**EXTRACT PROVIDED**

begin

In addition, the classes of eligible expenditure on transport facilities for this purpose will be expanded to include certain capital expenditures of a non-plant character that are incurred in providing port facilities in relation to the transport of minerals, including petroleum.

Each of the amendments proposed in relation to the taxation of the mining sector is to apply in respect of new expenditures incurred after Budget Day - 17 August 1976.

The Bill also gives effect to two budget proposals relating to the dividend distribution requirements of the income tax law.

With the needs of small businesses particularly in mind, it is proposed to lower the minimum distribution required to be made by private companies to avoid tax on undistributed income, by increasing - from 50 per cent to 60 per cent - the proportion of after-tax business income that a company may retain.

It is not proposed to vary the 10 per cent retention allowance for property income or to provide a retention allowance for dividends that one private company receives from another.

Private companies will benefit from the increased retention allowance in their undistributed income tax assessments in respect of income of the 1975-76 income year.

The Bill also proposes to terminate the excess distribution provisions that enable a private company that has paid more in dividends than the undistributed income tax formula requires for an income year to take credit for the excess incalculating the minimum distribution that it is required to make in respect of its income of a later year.

The Government has received representations urging that, on one view or another, it should not proceed with this proposal but, after careful consideration we remain of the view that the case for terminating the excess distribution provisions is a compelling one.

To a substantial degree, the dividend policies of private companies are in conformity with the dividend distribution requirements of the income tax law so that no more is paid in dividends than is needed to avoid a liability for undistributed income tax.

Most of the existing excess distributions are the products of various kinds of tax minimization arrangements and the continued availability of the amounts would benefit relatively few private companies not associated with arrangements made to exploit the distribution provisions.

Sophisticated arrangements of shareholdings within private company groups have been devised to circumvent the very complex measures that have been enacted to reduce tax avoidance by private company interests.

There can be no certainty that further changes in the excess distribution provisions would, given the nature of the situations to be dealt with and the quite bewildering complexity of this area of the law, hold out any greater assurance of success than the amendments made as recently as 1973.

But in any event, the situation created by the increase now proposed in the retention allowance - when considered in conjunction with the effects of other income tax initiatives that have been taken by the Government or are proposed - provides a strong case for terminating the excess distribution provisions.

With the retention allowance for business income raised to 60 per cent, a level of 40 per cent of taxable income less tax is about the limit to which a private company's sufficient distribution could be reduced without adversely affecting the role of the provisions of the tax law designed to ensure that private companies distribute some reasonable amount of after-tax profits as dividends to shareholders.

end

**INPUT RECORDS**
begin

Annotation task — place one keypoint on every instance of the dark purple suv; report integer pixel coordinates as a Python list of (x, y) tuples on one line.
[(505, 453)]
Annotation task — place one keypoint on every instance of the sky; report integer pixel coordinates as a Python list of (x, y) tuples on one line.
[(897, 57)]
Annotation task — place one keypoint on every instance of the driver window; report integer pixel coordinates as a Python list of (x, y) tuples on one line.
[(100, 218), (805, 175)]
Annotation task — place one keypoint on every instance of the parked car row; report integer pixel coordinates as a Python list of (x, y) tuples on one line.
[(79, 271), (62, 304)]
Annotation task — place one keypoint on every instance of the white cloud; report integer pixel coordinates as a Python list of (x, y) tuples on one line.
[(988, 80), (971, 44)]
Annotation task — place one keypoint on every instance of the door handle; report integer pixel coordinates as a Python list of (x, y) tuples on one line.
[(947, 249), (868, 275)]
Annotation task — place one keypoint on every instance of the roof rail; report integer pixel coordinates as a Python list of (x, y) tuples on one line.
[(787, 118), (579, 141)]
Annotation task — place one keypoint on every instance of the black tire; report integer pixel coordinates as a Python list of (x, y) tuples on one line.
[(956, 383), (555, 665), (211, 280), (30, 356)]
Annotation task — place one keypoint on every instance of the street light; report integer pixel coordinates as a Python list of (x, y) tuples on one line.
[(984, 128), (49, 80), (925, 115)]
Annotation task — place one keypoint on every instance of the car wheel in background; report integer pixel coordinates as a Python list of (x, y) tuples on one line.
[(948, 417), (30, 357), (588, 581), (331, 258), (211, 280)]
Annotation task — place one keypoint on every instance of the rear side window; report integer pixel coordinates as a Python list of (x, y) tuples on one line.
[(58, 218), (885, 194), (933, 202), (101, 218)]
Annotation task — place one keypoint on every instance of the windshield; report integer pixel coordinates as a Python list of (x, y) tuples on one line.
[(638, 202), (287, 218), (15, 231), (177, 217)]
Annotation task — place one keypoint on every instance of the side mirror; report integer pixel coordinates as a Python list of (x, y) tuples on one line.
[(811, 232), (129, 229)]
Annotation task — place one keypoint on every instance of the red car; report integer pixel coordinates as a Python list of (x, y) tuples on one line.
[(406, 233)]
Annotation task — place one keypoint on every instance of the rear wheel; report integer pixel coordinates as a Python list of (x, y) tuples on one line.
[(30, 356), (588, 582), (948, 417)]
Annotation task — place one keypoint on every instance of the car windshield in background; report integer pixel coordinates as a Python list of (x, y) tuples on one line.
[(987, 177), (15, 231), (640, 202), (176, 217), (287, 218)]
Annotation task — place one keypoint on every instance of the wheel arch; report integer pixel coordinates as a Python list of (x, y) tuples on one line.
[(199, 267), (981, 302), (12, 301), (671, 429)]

end

**EXERCISE TASKS**
a. Write out the part of the tax passage from "With the needs" up to and including "1975-76 income year.", word for word.
b. Convert the entries from the line with "of the side" up to and including the line with "[(811, 232), (129, 229)]" into a numbered list, omitting blank lines.

**ANSWERS BELOW**
a.
With the needs of small businesses particularly in mind, it is proposed to lower the minimum distribution required to be made by private companies to avoid tax on undistributed income, by increasing - from 50 per cent to 60 per cent - the proportion of after-tax business income that a company may retain.

It is not proposed to vary the 10 per cent retention allowance for property income or to provide a retention allowance for dividends that one private company receives from another.

Private companies will benefit from the increased retention allowance in their undistributed income tax assessments in respect of income of the 1975-76 income year.

b.
1. Annotation task — place one keypoint on every instance of the side mirror; report integer pixel coordinates as a Python list of (x, y) tuples on one line.
2. [(811, 232), (129, 229)]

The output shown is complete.